### Stated goal
Report every line of the records that contains the word "tall".

### Source records
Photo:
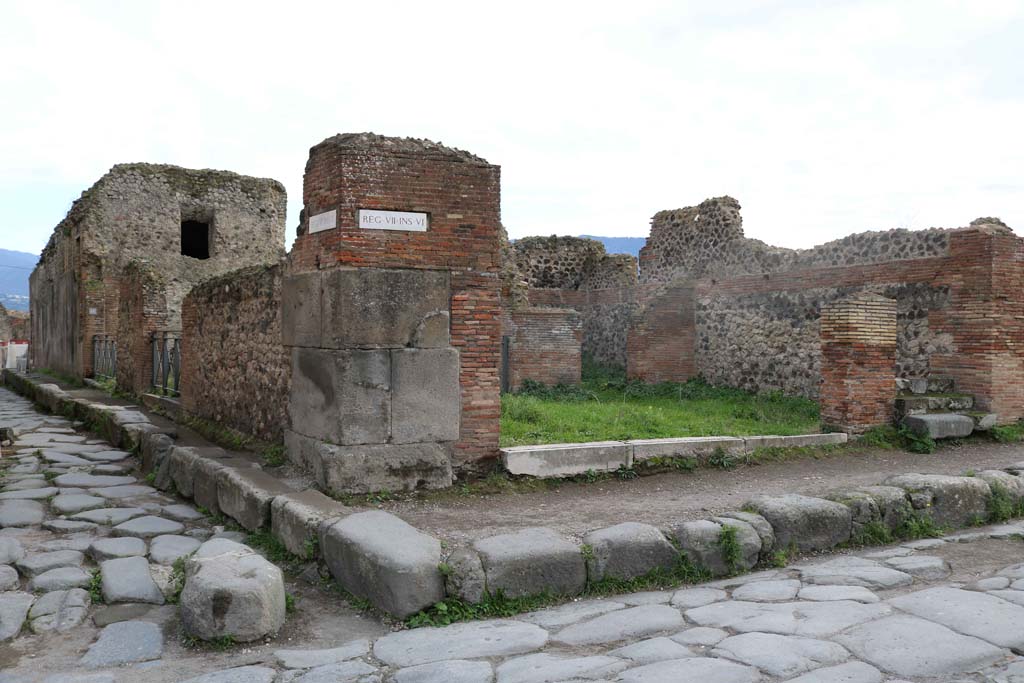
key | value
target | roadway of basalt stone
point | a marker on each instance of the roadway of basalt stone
(664, 500)
(948, 609)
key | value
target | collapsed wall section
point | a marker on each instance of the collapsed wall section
(233, 364)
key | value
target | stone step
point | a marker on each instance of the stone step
(933, 402)
(940, 425)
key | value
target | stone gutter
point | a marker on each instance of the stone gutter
(400, 570)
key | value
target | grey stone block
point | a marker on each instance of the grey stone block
(300, 309)
(701, 543)
(245, 496)
(426, 398)
(950, 501)
(940, 425)
(377, 307)
(562, 460)
(379, 557)
(360, 469)
(531, 561)
(231, 591)
(690, 446)
(296, 519)
(804, 522)
(341, 396)
(628, 550)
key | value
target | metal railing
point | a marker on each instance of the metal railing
(167, 361)
(104, 356)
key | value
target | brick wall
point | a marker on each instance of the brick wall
(235, 370)
(461, 194)
(858, 357)
(545, 346)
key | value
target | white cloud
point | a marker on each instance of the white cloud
(821, 119)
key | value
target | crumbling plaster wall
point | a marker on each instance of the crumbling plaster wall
(134, 213)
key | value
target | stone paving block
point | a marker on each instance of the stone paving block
(914, 647)
(296, 519)
(632, 623)
(231, 591)
(804, 522)
(125, 642)
(128, 580)
(426, 404)
(780, 655)
(530, 561)
(470, 639)
(692, 670)
(562, 460)
(13, 610)
(245, 496)
(950, 501)
(377, 556)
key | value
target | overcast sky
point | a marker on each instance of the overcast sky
(821, 118)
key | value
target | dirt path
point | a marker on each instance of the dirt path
(665, 499)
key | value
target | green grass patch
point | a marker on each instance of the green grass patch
(607, 407)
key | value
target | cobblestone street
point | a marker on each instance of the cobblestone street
(87, 551)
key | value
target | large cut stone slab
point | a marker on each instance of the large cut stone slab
(20, 513)
(37, 563)
(910, 646)
(472, 639)
(245, 496)
(940, 425)
(59, 610)
(296, 519)
(780, 655)
(812, 620)
(970, 612)
(632, 623)
(426, 404)
(854, 571)
(701, 542)
(341, 396)
(692, 670)
(807, 523)
(950, 501)
(147, 527)
(561, 460)
(13, 608)
(125, 642)
(531, 561)
(628, 550)
(544, 668)
(377, 556)
(231, 591)
(128, 580)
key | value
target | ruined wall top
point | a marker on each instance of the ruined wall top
(707, 241)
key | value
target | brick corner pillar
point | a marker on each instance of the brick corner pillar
(391, 312)
(858, 359)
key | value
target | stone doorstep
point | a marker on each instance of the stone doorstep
(562, 460)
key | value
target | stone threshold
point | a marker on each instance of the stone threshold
(400, 570)
(564, 460)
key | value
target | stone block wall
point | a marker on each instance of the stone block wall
(235, 369)
(136, 212)
(858, 357)
(461, 195)
(545, 346)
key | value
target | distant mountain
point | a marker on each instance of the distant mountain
(620, 245)
(15, 266)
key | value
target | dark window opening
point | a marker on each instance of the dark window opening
(195, 239)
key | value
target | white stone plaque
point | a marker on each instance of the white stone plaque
(393, 220)
(324, 221)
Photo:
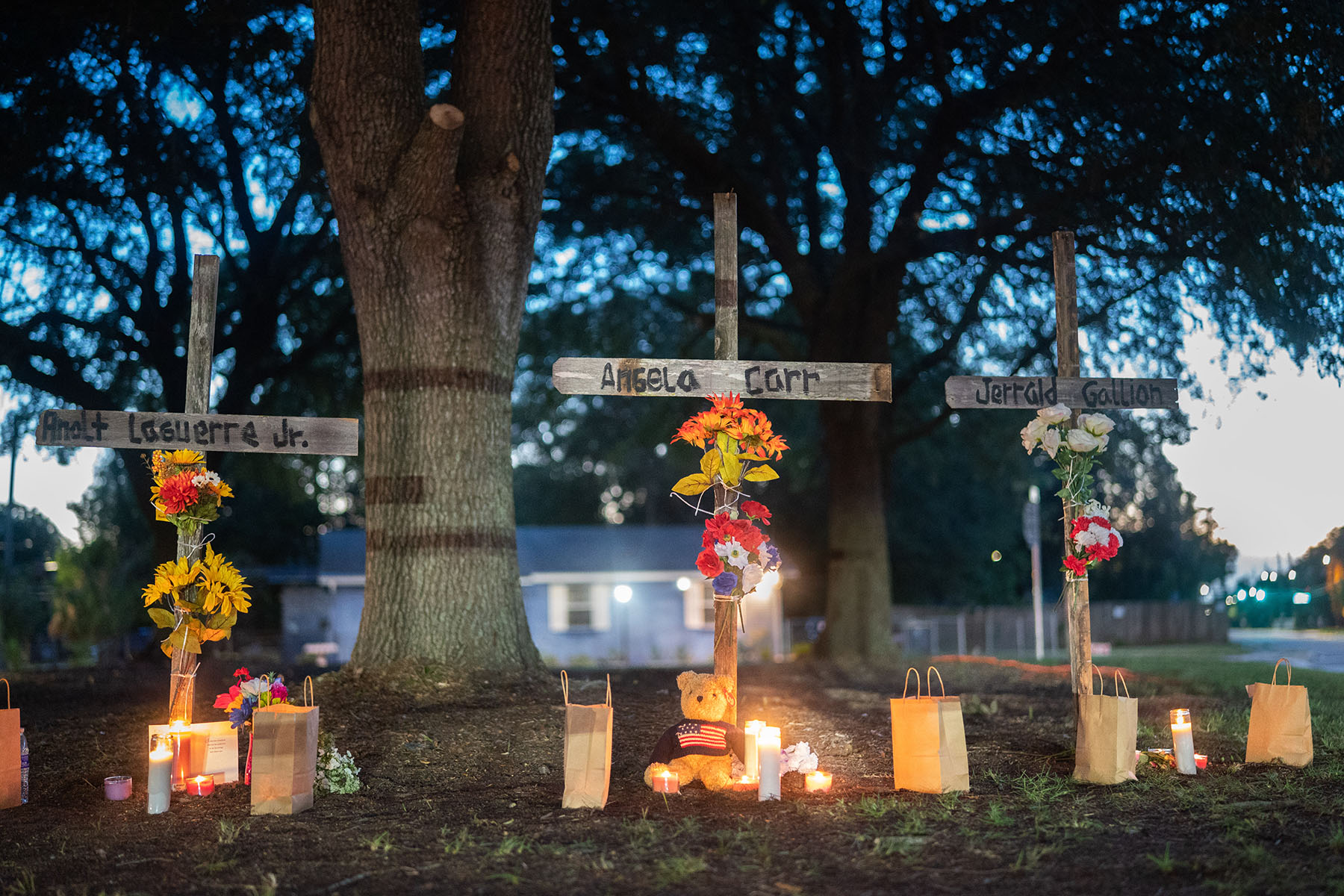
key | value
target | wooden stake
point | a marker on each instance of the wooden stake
(1066, 339)
(201, 349)
(726, 349)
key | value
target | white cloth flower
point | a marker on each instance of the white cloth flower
(732, 553)
(1031, 435)
(1082, 441)
(1054, 414)
(1050, 441)
(1095, 423)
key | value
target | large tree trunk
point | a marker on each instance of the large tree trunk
(858, 566)
(437, 211)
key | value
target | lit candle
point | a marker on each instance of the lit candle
(768, 761)
(667, 782)
(752, 729)
(201, 786)
(1183, 744)
(181, 732)
(161, 774)
(116, 788)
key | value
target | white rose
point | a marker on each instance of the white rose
(1031, 435)
(1054, 414)
(1082, 441)
(1050, 441)
(1095, 423)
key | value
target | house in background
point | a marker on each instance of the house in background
(593, 595)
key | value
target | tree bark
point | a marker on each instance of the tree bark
(858, 563)
(437, 208)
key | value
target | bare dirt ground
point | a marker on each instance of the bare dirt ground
(463, 795)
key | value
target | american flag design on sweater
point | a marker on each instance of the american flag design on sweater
(698, 738)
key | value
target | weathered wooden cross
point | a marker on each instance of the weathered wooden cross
(668, 378)
(1093, 395)
(198, 430)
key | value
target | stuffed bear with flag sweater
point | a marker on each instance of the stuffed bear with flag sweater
(702, 744)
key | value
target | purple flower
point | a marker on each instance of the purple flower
(772, 556)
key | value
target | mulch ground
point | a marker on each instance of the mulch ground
(463, 795)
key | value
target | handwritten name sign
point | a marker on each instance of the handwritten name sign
(202, 433)
(665, 378)
(1043, 391)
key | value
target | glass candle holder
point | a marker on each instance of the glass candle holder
(116, 788)
(1183, 742)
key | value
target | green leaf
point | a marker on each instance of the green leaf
(163, 618)
(694, 484)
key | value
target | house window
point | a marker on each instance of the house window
(579, 606)
(698, 608)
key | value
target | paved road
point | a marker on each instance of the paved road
(1308, 649)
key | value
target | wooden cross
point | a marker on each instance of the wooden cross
(668, 378)
(1090, 394)
(198, 430)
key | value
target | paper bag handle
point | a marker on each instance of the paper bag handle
(929, 679)
(907, 682)
(1275, 680)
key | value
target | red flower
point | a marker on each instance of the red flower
(757, 511)
(178, 492)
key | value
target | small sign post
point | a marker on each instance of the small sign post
(198, 430)
(1095, 395)
(667, 378)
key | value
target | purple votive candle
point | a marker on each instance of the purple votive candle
(116, 788)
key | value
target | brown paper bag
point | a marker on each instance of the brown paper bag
(11, 790)
(1108, 731)
(284, 758)
(927, 741)
(588, 750)
(1281, 722)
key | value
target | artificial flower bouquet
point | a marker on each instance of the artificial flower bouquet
(1074, 448)
(735, 444)
(196, 598)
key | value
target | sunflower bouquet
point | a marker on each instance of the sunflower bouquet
(196, 598)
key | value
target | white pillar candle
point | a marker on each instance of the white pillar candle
(161, 774)
(1183, 742)
(768, 762)
(753, 768)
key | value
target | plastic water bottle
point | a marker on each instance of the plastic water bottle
(23, 765)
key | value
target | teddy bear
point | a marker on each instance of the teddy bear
(700, 746)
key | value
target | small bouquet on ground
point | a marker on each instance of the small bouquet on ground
(1074, 449)
(249, 695)
(735, 554)
(336, 771)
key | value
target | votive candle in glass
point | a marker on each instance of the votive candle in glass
(181, 732)
(752, 729)
(201, 785)
(768, 761)
(116, 788)
(161, 773)
(667, 782)
(1183, 743)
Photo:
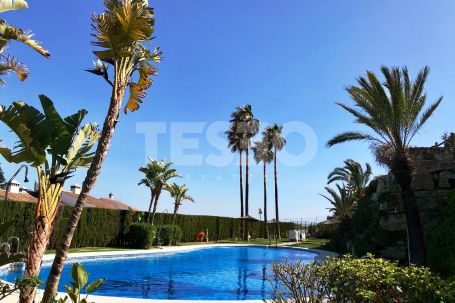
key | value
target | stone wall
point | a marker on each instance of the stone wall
(435, 168)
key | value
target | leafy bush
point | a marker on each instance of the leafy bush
(79, 284)
(142, 235)
(169, 234)
(358, 280)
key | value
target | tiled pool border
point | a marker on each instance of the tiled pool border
(143, 253)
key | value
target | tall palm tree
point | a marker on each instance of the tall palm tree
(353, 175)
(150, 171)
(276, 142)
(123, 32)
(157, 176)
(394, 112)
(263, 153)
(343, 203)
(2, 176)
(179, 193)
(55, 147)
(10, 32)
(246, 126)
(238, 143)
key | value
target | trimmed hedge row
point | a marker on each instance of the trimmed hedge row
(105, 227)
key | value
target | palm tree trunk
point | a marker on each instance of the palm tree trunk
(92, 174)
(176, 208)
(150, 206)
(155, 205)
(265, 200)
(46, 212)
(403, 170)
(247, 190)
(277, 215)
(242, 213)
(416, 244)
(35, 254)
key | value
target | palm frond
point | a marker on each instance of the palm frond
(8, 5)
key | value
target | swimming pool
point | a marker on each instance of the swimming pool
(214, 273)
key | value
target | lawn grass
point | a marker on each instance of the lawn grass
(314, 243)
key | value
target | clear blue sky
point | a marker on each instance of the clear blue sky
(289, 59)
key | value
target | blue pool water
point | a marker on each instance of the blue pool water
(216, 273)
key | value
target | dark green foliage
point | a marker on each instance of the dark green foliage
(78, 290)
(104, 227)
(169, 234)
(2, 176)
(441, 239)
(141, 235)
(358, 280)
(365, 233)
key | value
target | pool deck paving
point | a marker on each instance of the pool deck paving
(105, 299)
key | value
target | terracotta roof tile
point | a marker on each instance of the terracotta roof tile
(91, 201)
(20, 197)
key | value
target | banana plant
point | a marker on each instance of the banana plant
(55, 147)
(10, 32)
(79, 283)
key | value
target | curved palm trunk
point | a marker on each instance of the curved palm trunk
(92, 174)
(155, 205)
(46, 212)
(277, 215)
(265, 201)
(403, 171)
(247, 190)
(150, 206)
(242, 213)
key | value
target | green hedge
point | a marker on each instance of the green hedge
(104, 227)
(141, 235)
(168, 234)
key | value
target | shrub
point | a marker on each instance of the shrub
(358, 280)
(142, 235)
(169, 234)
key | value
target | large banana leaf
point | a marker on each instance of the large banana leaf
(11, 64)
(63, 130)
(10, 32)
(79, 154)
(8, 5)
(26, 122)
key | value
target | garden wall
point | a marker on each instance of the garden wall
(104, 227)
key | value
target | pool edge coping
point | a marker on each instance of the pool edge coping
(322, 254)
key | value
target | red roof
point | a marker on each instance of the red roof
(91, 201)
(20, 197)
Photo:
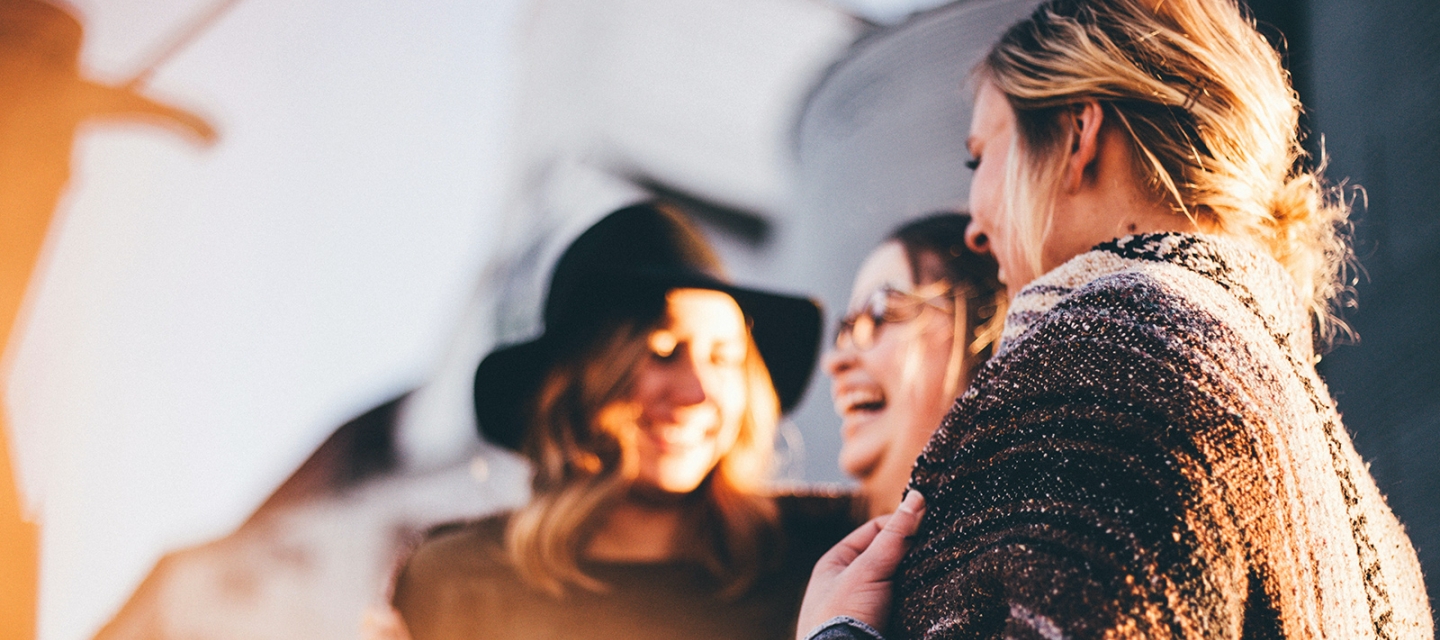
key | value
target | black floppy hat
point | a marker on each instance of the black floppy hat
(621, 268)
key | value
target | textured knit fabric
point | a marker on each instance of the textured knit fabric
(460, 584)
(1152, 454)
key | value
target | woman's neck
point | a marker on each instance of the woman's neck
(638, 532)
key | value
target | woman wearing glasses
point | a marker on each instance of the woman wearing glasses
(925, 312)
(1151, 453)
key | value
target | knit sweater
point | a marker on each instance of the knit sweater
(1152, 454)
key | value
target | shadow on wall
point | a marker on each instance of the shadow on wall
(43, 101)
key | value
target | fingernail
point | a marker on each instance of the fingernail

### The solution
target | tall palm tree
point | a marker on each instance of the tall palm tree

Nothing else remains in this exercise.